==== EXTRACTED TEXT ====
Dwell-time patterns replicated
In our next set of analyses, we asked whether our results replicated prior research using the dwell-time paradigm. Specifically, we tested for (1) a boundary advantage (longer dwelling on a boundary relative to within-unit slides) and (2) a hierarchical advantage (longest dwell times for coarse boundaries, shorter for fine boundaries, and shortest for within-unit slides). We also explored the extent to which these effects differed across slideshow resolution. This linear mixed-effects model thus included slide type (coarse, fine, and within) and resolution as fixed effects and random intercepts for subjects and slideshows. Additionally, it is relevant to note that in these analyses we considered all slides that were present in 1-fps and 2-fps slideshow versions. That is, slideshows filmed at 2 fps had additional content (including boundaries at both levels of structure as well as within-unit content) relative to 1-fps slideshows. Therefore, in the tests of boundary and hierarchical advantage, we asked about the extent to which such effects were robust to slideshow resolution given all slides that were present in the slideshow (not just matched slides).
==== DATA ====
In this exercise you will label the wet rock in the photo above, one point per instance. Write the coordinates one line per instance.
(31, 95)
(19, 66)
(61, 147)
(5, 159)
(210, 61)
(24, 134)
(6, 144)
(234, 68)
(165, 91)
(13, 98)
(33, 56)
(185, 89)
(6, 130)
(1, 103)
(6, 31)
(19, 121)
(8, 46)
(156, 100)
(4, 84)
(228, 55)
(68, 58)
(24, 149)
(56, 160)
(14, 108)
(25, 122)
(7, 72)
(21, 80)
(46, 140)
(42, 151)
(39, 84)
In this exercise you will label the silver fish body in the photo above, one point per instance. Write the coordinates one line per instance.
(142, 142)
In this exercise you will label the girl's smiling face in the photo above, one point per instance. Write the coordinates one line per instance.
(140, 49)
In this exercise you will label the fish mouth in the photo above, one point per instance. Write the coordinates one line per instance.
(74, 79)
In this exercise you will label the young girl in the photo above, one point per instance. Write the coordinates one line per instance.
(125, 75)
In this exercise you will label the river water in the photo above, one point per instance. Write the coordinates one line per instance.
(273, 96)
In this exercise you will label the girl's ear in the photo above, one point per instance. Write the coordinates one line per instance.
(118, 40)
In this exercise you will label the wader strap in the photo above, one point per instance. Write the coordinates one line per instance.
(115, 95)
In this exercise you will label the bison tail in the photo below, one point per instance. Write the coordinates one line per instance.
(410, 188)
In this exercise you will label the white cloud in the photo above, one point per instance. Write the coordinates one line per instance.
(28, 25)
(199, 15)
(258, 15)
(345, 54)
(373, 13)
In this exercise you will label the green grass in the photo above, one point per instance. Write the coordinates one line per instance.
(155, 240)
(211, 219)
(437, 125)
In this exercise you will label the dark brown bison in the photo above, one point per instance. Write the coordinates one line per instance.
====
> _WORK TO COMPLETE_
A: According to the passage on dwell-time patterns, what did the linear mixed-effects model include as fixed effects?
B: Continue the passage on dwell-time patterns, starting right after its final sentence.

> _RESULTS_
A: Slide type (coarse, fine, and within) and resolution.

B:
This analysis of residualized dwell times yielded a significant boundary advantage (M = 0.009, SD = 0.12) relative to within-unit content (M = 0.001, SD = 0.12), β = 0.008, t(29865) = 6.16, p < .001, replicating prior research. Also replicating prior research, average residualized dwell times were greater for: (1) coarse (M = 0.017, SD = 0.13) over fine-level slides (M = 0.007, SD = 0.12), β = −0.010, t(29865) = −3.18, p = .001; (2) coarse over within-unit slides (M = 0.001, SD = 0.12), β = −0.018, t(29865) = −5.36, p < .001; and (3) fine over within-unit slides, β = −0.006, t(29865) = −3.64, p < .001. No significant main effect of resolution emerged in the analysis, β = 0.002, t(29865) = 1.75, p = .08. However, because residualization involves fitting a power curve and calculating deviations from that curve for each participant individually, the process tends to remove differences between individuals, and hence, also group-level differences (which is where resolution differences would occur). Therefore, this discrepancy from the initial set of analyses reported earlier (examining raw dwell times) is not unexpected. As well, no significant interaction emerged in the analysis, p = .16, suggesting the boundary advantage persisted across both 1-fps and 2-fps resolutions. All in all, boundary and hierarchical advantage patterns were replicated in these activity sequences, and they were robust to slideshow resolution differences. Regardless of the presence or absence of information (i.e., 1-fps vs. 2-fps resolution), boundaries that remained in the slideshow garnered enhanced attention and did so to a higher degree the greater the granularity of the boundary content.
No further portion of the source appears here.